*REQUEST*. Copy every line of the records from the line containing "Every instance of the referee's short" through the end of the records, and nothing else, with the requests included. Multiply each coordinate in the answers by 0.35 and round it to a whole number, with halves rounded up. Leave all numbers in the requests unchanged.

*INPUT FOR THIS TASK*.
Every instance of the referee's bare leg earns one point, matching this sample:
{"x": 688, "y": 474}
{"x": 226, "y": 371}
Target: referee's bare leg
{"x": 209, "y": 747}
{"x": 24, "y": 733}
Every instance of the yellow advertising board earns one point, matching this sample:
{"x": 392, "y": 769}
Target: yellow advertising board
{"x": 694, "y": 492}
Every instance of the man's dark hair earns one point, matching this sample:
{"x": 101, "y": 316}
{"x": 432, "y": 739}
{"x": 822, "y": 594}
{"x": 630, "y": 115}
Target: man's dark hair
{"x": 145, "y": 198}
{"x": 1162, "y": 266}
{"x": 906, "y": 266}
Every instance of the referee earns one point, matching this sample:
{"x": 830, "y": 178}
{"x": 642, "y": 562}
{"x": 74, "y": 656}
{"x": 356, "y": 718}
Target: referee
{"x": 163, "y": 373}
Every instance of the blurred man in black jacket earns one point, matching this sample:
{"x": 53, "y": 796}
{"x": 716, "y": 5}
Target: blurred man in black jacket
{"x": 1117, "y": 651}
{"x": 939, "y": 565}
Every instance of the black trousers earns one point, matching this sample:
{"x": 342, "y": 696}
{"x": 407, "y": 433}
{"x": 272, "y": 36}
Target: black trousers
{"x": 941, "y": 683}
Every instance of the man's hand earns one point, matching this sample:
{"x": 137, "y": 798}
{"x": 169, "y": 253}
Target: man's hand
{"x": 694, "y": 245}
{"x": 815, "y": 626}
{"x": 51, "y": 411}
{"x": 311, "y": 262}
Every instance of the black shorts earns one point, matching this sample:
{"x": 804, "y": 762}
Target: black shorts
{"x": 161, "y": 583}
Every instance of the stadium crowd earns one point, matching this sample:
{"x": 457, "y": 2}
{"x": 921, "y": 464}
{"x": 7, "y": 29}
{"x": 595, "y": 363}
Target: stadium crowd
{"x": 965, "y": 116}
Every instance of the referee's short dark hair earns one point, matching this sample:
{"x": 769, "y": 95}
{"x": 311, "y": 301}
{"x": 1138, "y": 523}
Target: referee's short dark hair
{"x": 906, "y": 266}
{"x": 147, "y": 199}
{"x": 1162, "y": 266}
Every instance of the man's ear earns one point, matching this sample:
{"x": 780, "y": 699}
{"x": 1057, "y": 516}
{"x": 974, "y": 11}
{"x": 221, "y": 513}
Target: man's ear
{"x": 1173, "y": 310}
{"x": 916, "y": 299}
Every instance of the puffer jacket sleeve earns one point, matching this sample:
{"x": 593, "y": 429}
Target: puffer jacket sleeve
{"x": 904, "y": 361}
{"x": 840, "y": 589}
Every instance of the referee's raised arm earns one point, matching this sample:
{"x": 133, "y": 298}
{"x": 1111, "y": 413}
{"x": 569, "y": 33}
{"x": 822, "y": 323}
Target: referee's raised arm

*ANSWER*.
Every instance of the referee's short dark hair earns one point, matching this sample:
{"x": 769, "y": 95}
{"x": 311, "y": 301}
{"x": 1138, "y": 523}
Target: referee's short dark hair
{"x": 317, "y": 93}
{"x": 51, "y": 70}
{"x": 407, "y": 93}
Every instance of the man's ear earns one point, matching this sample:
{"x": 780, "y": 699}
{"x": 1057, "y": 516}
{"x": 974, "y": 11}
{"x": 221, "y": 513}
Target: man's ear
{"x": 411, "y": 109}
{"x": 321, "y": 105}
Every instance of the puffer jacket sleeve earns one point, matching this sample:
{"x": 593, "y": 429}
Target: puffer jacket sleeve
{"x": 316, "y": 126}
{"x": 294, "y": 206}
Every instance of the referee's raised arm earns one point, matching this sample:
{"x": 133, "y": 298}
{"x": 1111, "y": 413}
{"x": 569, "y": 33}
{"x": 822, "y": 323}
Target: referee's raised arm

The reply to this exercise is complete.